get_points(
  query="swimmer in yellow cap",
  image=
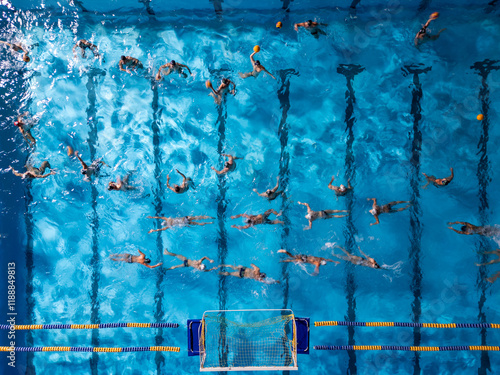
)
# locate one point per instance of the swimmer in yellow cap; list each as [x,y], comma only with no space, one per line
[224,88]
[386,208]
[172,66]
[423,35]
[438,181]
[18,48]
[196,264]
[323,214]
[340,190]
[229,165]
[301,258]
[129,258]
[271,194]
[25,127]
[83,45]
[34,172]
[257,68]
[312,27]
[129,62]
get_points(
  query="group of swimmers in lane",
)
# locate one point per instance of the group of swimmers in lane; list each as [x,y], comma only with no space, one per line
[128,63]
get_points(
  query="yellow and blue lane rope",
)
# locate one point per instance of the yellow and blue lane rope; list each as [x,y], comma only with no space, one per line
[399,324]
[90,349]
[89,326]
[408,348]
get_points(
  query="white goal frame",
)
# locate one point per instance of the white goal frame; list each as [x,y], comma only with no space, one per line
[203,353]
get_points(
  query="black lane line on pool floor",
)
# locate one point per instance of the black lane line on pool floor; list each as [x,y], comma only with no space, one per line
[158,195]
[284,174]
[221,232]
[95,261]
[415,211]
[483,68]
[349,71]
[284,171]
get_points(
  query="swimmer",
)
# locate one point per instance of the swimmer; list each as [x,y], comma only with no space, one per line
[18,48]
[252,220]
[316,261]
[469,229]
[385,209]
[357,260]
[90,170]
[257,69]
[170,222]
[229,165]
[129,258]
[340,190]
[179,189]
[197,264]
[24,128]
[121,185]
[34,172]
[324,214]
[312,27]
[423,35]
[223,89]
[271,194]
[247,273]
[496,252]
[129,62]
[172,67]
[493,278]
[84,44]
[438,181]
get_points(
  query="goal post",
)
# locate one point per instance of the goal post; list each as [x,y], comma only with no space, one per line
[248,340]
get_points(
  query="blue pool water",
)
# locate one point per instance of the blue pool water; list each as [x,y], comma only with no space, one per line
[361,102]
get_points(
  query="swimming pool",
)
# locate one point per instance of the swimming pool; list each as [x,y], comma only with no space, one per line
[361,102]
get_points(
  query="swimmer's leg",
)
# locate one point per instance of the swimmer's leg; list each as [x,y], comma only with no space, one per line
[246,75]
[493,278]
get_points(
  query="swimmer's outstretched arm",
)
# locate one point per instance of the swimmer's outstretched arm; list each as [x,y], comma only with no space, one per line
[80,159]
[16,172]
[156,265]
[307,205]
[158,217]
[287,253]
[45,175]
[251,58]
[265,70]
[239,227]
[185,66]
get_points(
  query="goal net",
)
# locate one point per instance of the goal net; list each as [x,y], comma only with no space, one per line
[248,340]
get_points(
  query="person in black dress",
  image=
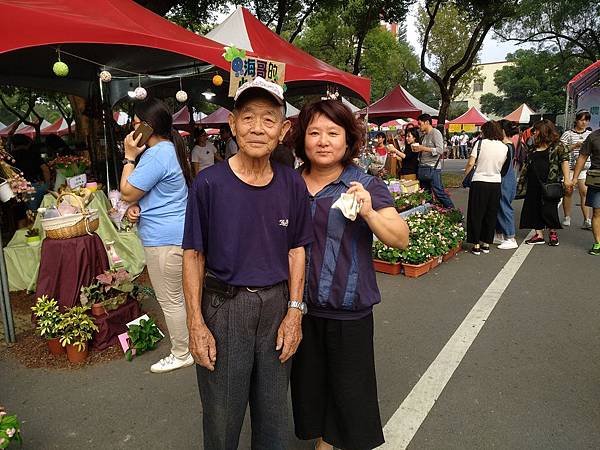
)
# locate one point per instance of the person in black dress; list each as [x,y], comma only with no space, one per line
[547,162]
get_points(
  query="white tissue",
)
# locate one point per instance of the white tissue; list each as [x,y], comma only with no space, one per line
[348,205]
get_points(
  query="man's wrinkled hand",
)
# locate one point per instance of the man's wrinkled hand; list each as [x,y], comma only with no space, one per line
[203,346]
[289,334]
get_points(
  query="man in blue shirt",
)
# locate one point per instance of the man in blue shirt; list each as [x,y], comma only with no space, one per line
[247,222]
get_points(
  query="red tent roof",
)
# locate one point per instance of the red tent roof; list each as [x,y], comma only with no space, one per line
[397,103]
[245,31]
[472,116]
[216,119]
[584,79]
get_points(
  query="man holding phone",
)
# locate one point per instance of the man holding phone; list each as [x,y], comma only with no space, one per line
[243,294]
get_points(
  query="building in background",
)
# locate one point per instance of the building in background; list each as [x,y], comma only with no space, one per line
[488,86]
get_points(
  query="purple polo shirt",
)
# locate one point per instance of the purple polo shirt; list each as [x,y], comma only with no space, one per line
[341,281]
[244,231]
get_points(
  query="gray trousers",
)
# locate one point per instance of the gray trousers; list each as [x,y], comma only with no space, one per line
[247,371]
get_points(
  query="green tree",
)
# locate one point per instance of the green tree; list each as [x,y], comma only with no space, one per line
[472,22]
[572,27]
[537,78]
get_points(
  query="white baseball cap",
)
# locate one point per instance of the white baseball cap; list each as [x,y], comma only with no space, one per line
[260,83]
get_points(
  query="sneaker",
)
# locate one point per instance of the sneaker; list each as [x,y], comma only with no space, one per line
[595,250]
[508,244]
[536,239]
[170,363]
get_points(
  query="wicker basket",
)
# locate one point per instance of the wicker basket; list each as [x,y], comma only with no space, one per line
[73,225]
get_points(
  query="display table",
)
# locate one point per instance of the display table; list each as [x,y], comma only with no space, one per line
[22,261]
[111,324]
[68,264]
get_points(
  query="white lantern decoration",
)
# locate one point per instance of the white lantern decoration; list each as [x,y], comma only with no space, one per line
[105,76]
[140,93]
[181,96]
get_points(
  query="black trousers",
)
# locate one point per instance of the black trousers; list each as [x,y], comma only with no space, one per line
[484,201]
[334,389]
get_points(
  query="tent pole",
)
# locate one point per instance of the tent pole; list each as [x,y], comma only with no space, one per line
[105,136]
[5,306]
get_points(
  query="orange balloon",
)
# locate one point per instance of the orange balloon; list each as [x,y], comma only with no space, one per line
[217,80]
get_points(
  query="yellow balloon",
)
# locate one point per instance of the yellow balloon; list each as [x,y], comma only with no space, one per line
[217,80]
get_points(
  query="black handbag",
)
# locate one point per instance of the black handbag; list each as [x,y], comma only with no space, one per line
[551,192]
[425,172]
[468,179]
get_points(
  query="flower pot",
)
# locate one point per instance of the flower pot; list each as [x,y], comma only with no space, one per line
[55,347]
[34,241]
[6,192]
[416,270]
[74,355]
[386,267]
[98,310]
[436,261]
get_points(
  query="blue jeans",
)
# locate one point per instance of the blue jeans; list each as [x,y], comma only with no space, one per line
[505,221]
[437,189]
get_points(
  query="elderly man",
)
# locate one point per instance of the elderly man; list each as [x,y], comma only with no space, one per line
[591,149]
[247,223]
[431,151]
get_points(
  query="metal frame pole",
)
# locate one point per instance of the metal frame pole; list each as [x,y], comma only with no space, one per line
[5,306]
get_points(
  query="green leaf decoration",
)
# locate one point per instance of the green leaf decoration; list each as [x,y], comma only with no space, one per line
[232,52]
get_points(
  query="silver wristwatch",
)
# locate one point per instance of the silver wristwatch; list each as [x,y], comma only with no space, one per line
[298,305]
= = = = = = =
What this task involves:
Print the records word for word and exclude any picture they hold.

Exercise answer:
get_points(
  query="swimmer in yellow cap",
  image=
)
# locate one point per instance of the swimmer in yellow cap; list each as [x,y], comma only with no space, one per line
[224,88]
[386,208]
[172,66]
[423,35]
[438,181]
[18,48]
[196,264]
[323,214]
[340,190]
[229,165]
[301,258]
[129,258]
[271,194]
[25,127]
[83,45]
[34,172]
[257,68]
[312,27]
[129,62]
get_points(
  query="group of swimmers in lane",
)
# locate one point per instance of the group of swimmers in lane; list each as [x,y], comma only with no space, one per line
[128,63]
get_points(
  query="yellow and blue lane rope",
)
# locate one point per instance of the yellow and blue lane rope; list each as [x,y], comma only with no space, one per line
[399,324]
[90,349]
[89,326]
[408,348]
get_points(
  query="white goal frame",
)
# locate one point per instance of the white goal frame; list each as [x,y], comma only with no space, one per line
[203,353]
get_points(
  query="black lane line on pool floor",
)
# locate one point per instance of the black lane line on pool floor; list each as [x,y], comma only with no space, one per line
[158,195]
[284,174]
[221,232]
[95,261]
[415,211]
[483,68]
[349,71]
[284,171]
get_points(
  query="swimmer",
)
# locate one point per instance of the swimmer; list each as [x,y], comma only with no space, one per line
[18,48]
[252,220]
[316,261]
[469,229]
[385,209]
[357,260]
[90,170]
[257,69]
[170,222]
[229,165]
[129,258]
[340,190]
[179,189]
[197,264]
[24,128]
[121,185]
[34,172]
[324,214]
[312,27]
[423,35]
[223,89]
[271,194]
[247,273]
[496,252]
[129,62]
[172,67]
[493,278]
[84,44]
[438,181]
get_points(
  query="goal post",
)
# locate one point per instance of the goal post; list each as [x,y], comma only with no space, one per line
[248,340]
get_points(
  query="blue pool water",
)
# locate one point per instance of the blue pool water; list each as [x,y], comma only with no space, one per line
[361,102]
get_points(
  query="swimming pool",
)
# locate one point per instance of the swimming pool; list each as [x,y], comma only with no space, one per line
[361,102]
get_points(
  query="swimmer's leg",
)
# locate one point per instance of the swimmer's leg; list each as [x,y], comma only with no space, one per line
[246,75]
[493,278]
get_points(
  query="swimmer's outstretched arm",
)
# locate one point per instance of the swimmer's outstretched arm; list each as [x,y], comma only with no space, one per line
[80,159]
[16,172]
[156,265]
[307,205]
[158,217]
[287,253]
[45,175]
[251,58]
[265,70]
[239,227]
[185,66]
get_points(
  query="goal net",
)
# locate one point per instance of the goal net; list each as [x,y], comma only with no space, one per line
[248,340]
get_points(
  query="person in black dress",
  image=
)
# locate one point per instance of the person in black dress; list each as [x,y], comma only with no space, one per line
[547,162]
get_points(
  query="white tissue",
)
# locate one point per instance of the white tissue; list each as [x,y], comma only with no space, one per line
[348,205]
get_points(
  query="man's wrinkled hand",
)
# locate one point per instance of the man's wrinkled hand; list each as [x,y], comma only with no space, one per line
[203,346]
[289,334]
get_points(
  query="man in blue shirt",
)
# locate one point per instance of the man in blue shirt; list each as [x,y], comma only with no space, one per line
[247,222]
get_points(
  query="red tent roof",
)
# locate one point per instance of the red tent roof; list each as [x,y], comma only with no space, one per line
[397,103]
[245,31]
[472,116]
[216,119]
[584,79]
get_points(
  query="man holding phone",
)
# locate one point per instance of the man holding phone; list each as [x,y], comma only with no space, one per line
[243,294]
get_points(
  query="building in background",
)
# locate one point per instance of the building in background; list each as [x,y], comma only with no space, one per line
[488,86]
get_points(
  query="purple polo shirt",
)
# locate one point per instance of the purple polo shirt; list each as [x,y], comma only with no space, one per line
[341,281]
[244,231]
get_points(
  query="gray trousers",
)
# locate one point per instance of the gray trousers; list each as [x,y], comma only with no space, one per line
[247,371]
get_points(
  query="green tree",
)
# locate one point per instance of the green tree; list each as [x,y], comma only with no space, one per line
[472,22]
[572,27]
[537,78]
get_points(
  query="white baseball cap",
)
# locate one point per instance of the white baseball cap; list each as [x,y], comma only with no space, one per line
[260,83]
get_points(
  query="sneaker",
)
# locate one point per instance of the sneaker; list each as [x,y], comma only with no space, one per line
[595,250]
[508,244]
[536,239]
[170,363]
get_points(
  query="wicker basket",
)
# locate one point per instance of the wicker basket; list each as [x,y], comma only with no space, one per line
[73,225]
get_points(
  query="display table",
)
# locate one point per instance of the display table; list each as [x,y], comma only with no space, one per line
[22,261]
[111,324]
[68,264]
get_points(
  query="white lantern decoration",
)
# locate one point per instance of the white lantern decoration; list each as [x,y], comma only with no space, one per line
[105,76]
[140,93]
[181,96]
get_points(
  query="black trousers",
)
# locate one point per instance of the black trousers; list each as [x,y], comma only with no space, one per line
[484,201]
[334,389]
get_points(
  query="tent pole",
)
# locate one point per instance of the tent pole; list each as [x,y], comma only with no space, one per line
[105,136]
[5,306]
get_points(
  query="orange balloon",
)
# locate one point per instance of the orange balloon; list each as [x,y], comma only with no space, one per line
[217,80]
get_points(
  query="yellow balloon",
)
# locate one point per instance of the yellow balloon; list each as [x,y], comma only with no space, one per line
[217,80]
get_points(
  query="black handbag",
)
# locate one point per instance of the black handbag; list each as [x,y], comma only with no space, one per line
[551,192]
[425,172]
[468,179]
get_points(
  query="flower pot",
)
# locate one point per instance of the flower pot; list each as [x,y], comma only with no space, one per line
[55,347]
[34,241]
[6,192]
[416,270]
[74,355]
[386,267]
[98,310]
[436,261]
get_points(
  query="blue jeans",
)
# locate one point per instance of the blue jeans; list each as [x,y], comma only with no space, one per line
[505,221]
[437,189]
get_points(
  query="elderly man",
)
# locate one point per instance of the elderly man; list each as [x,y], comma only with no space, one per line
[591,149]
[247,223]
[431,151]
get_points(
  query="metal frame pole",
)
# locate one point per instance of the metal frame pole; list each as [x,y], comma only with no space, one per line
[5,306]
get_points(
  query="green leaf decoration",
)
# locate one point per instance of the green leaf decoration; list each as [x,y], comma only with no space, one per line
[232,52]
get_points(
  query="silver wristwatch",
)
# locate one point per instance of the silver wristwatch; list each as [x,y], comma only with no space, one per line
[298,305]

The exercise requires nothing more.